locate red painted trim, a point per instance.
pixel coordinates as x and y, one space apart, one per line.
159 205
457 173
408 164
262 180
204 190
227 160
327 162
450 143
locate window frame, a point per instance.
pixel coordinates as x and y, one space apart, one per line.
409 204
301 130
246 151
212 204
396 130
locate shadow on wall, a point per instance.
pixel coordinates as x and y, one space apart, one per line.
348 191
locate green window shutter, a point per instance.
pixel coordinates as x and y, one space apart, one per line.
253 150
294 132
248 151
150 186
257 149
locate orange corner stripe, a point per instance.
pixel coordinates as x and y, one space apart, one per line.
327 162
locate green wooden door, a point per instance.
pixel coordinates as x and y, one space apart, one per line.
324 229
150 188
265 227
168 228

→ **WHAT YOU ARE ASKED TO DO**
Print nothing but the lines from the one that contains "locate green wooden" to the final line of the data, both included, exactly as they read.

→ **YOUR RESPONSE**
locate green wooden door, a point per instance.
pixel coordinates as x and y, one space apart, one per line.
324 229
150 188
265 227
168 228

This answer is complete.